------ Document excerpt ------

In keeping with my last entry, I wanted to post something special to me which is a part of my “roots”.  My sister Karen posted this a couple of years ago on her blog, but I know she won’t mind me sharing it here too. This was written by my brother Bob many years ago, and everytime I read it, I still laugh(at the collapse of the bathroom door) and am near crying when I think about God’s goodness to my family.

 

When I was a kid, not yet old enough to be enrolled in any science classes, I used to conduct experiments of my own.  One of my favorites was the Bug Jar Experiment.  It consisted of three states:  In Stage One, I would obtain an empty mayonnaise jar and collect as many different kinds of bugs I could find-spiders, worms, ladybugs, tiny red and giant black ants, bees, a centipede (if I was lucky), an occasional wasp, those roly-poly bugs that no one knew the real name for, crickets, grasshoppers, caterpillars, anything that creeped, crawled or disgusted my sisters was fair game.  In Stage Two, I would shake the jar vigorously.  In Stage Three, my favorite, I would watch delightedly as the imprisoned insects bit, stung and generally destroyed each other.  Ironically (and justly, I suppose), when I got to be a bit older, the tables turned, and I experienced the bug jar for myself.

In the fall of 1974, my family had to give up a spacious, three-bedroom home with a big backyard to move into a chicken coop turned recreation room, but to us Home.  The edifice boasted a 15 x 30 foot span; no bigger than our former living room; a mere bug jar,  if you will.  We went into the venture expecting the worst.  Rather than tearing the family apart, however, being thrown into very close quarters under less than ideal conditions actually strengthened our relationships.

We called our new abode “the closet”, because to us, it seemed just about the size of a rich person’s wardrobe.  There was no room for complaining though (literally!).  After all, it was far from the gang-ridden neighborhood we had left behind; it was close to good schools; it was clean, it was much easier on my Mom’s filing clerk salary, and it came furnished with the best hand-me-down furniture that pity could buy.  So Mom told the six of us kids to make the best of it.  We were a Brady Bunch of sorts, with three girls and three boys ranging in age from five to fifteen, but no Alice to do the housework.  Also, we came in two generations:  The “big kids” were each born a year apart, and after a gap of five years came us “babies”, also born one year apart.

Peeking through the battered screen door after we had settled in, our curious neighbors beheld a new concept in interior design:  An afghan-covered couch next to the stove, an army cot bordered by our giant, prehistoric, dust-laden television set, a dining table surrounded by bunk beds.  You see, “the closet” had no rooms.  A tiny bathroom in the northwest corner, with a carpeted sliding door, provided the only privacy in the place.

This was new to us, and at first, we absorbed our living arrangements haltingly and delicately, like couples in a pre-arranged marriage.  Inevitably though, the fighting began.  Some of the most heated battles were waged over bathroom privileges.  Finally, we came up with a “calling” system to schedule bath times.  Cries of “First bath!”  “Second bath!”  “Third bath!” and so on were commonly shouted out in the waking hours, but only led to more arguments as calls were contested and challenged later.

Once while Mom was “using the facilities”, Johnny and I broke into a wrestling match right outside the bathroom door.  One thing led to another, and at the height of our struggle, we lost our balance, slammed into the bathroom door, knocked it off its hinges, and fell clinging to each other and the door onto the bathroom floor.  Mom screamed, powerless to chase us from her seated position, while we scrambled to fix the door and scurry away.

------ Record excerpts ------

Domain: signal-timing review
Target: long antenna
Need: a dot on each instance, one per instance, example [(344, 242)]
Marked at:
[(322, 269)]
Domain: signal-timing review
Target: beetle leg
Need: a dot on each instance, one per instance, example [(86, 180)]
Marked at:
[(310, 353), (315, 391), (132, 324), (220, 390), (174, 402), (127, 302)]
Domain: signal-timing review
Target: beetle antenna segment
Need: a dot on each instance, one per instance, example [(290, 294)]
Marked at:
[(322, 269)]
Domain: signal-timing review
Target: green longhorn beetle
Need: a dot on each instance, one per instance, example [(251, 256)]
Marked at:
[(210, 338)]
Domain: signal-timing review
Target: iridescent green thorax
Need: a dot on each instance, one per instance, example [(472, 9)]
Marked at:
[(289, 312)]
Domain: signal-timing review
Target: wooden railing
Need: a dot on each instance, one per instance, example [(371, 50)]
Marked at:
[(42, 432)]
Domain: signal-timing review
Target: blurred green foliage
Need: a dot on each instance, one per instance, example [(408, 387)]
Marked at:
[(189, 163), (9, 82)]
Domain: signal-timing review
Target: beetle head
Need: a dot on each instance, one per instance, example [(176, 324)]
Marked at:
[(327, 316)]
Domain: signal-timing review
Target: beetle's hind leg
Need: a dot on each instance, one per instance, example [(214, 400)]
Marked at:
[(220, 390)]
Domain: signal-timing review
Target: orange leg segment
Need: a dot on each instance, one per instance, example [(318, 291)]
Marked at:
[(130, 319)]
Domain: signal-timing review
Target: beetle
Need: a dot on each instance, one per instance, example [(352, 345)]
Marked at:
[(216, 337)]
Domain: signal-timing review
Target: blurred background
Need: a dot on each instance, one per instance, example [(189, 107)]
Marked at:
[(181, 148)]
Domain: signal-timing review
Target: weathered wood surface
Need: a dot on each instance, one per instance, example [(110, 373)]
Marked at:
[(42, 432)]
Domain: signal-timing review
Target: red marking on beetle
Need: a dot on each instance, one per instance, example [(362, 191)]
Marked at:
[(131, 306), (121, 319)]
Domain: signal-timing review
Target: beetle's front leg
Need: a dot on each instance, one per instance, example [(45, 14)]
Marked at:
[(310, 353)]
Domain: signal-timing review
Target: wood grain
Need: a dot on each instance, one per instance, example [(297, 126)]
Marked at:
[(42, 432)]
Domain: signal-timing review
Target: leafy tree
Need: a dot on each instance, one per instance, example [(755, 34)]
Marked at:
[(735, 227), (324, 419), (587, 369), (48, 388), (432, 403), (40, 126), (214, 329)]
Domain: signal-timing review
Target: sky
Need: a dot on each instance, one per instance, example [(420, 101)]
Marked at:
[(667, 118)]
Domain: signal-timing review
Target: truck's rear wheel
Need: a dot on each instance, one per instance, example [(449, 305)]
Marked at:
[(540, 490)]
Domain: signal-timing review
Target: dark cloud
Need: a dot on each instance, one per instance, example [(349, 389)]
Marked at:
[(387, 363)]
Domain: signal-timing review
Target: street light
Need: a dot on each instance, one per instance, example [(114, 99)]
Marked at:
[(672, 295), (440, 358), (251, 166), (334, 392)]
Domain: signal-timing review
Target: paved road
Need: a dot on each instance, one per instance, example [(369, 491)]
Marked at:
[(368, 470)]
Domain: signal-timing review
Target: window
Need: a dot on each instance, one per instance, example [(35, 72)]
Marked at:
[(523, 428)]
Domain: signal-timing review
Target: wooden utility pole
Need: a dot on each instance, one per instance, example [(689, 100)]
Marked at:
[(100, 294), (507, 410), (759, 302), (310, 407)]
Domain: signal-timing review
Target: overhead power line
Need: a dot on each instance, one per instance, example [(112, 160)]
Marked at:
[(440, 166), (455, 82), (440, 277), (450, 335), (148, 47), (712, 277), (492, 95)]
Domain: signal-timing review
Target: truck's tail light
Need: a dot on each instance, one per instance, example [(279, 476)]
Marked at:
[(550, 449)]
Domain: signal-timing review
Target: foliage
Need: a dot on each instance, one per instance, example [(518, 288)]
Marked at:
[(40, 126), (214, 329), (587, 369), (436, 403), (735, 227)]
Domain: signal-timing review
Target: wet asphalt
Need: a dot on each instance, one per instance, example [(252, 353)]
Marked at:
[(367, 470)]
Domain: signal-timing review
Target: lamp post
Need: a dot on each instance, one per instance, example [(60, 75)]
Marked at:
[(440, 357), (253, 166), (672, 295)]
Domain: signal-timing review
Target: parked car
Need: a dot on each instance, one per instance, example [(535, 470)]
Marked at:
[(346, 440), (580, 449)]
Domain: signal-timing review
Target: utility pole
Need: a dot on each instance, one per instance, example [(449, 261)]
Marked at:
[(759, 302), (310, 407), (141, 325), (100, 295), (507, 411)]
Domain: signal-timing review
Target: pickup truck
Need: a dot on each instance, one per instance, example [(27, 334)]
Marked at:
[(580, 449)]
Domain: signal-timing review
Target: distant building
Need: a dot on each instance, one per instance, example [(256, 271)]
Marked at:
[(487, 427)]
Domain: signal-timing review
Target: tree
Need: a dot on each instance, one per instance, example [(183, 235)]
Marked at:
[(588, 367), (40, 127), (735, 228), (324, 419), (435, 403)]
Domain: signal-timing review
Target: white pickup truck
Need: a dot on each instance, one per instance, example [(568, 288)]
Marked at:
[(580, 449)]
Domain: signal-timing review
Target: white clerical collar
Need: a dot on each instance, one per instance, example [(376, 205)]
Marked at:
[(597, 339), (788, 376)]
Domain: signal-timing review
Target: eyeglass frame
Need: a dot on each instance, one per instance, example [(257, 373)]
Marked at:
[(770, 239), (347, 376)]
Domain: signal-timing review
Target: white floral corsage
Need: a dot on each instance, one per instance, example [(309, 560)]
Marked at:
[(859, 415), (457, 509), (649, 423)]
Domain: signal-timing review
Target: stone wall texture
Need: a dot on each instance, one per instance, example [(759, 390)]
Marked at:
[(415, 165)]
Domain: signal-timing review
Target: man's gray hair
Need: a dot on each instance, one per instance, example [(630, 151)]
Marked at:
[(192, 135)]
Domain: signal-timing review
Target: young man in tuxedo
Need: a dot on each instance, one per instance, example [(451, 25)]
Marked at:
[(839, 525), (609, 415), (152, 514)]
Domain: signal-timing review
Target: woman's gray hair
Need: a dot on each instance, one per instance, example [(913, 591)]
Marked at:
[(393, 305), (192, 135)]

------

■ **Aim of the exercise**: How big was the converted chicken coop that the family moved into in the fall of 1974, according to the bug jar essay?

■ **Reply to the task**: It measured 15 x 30 feet.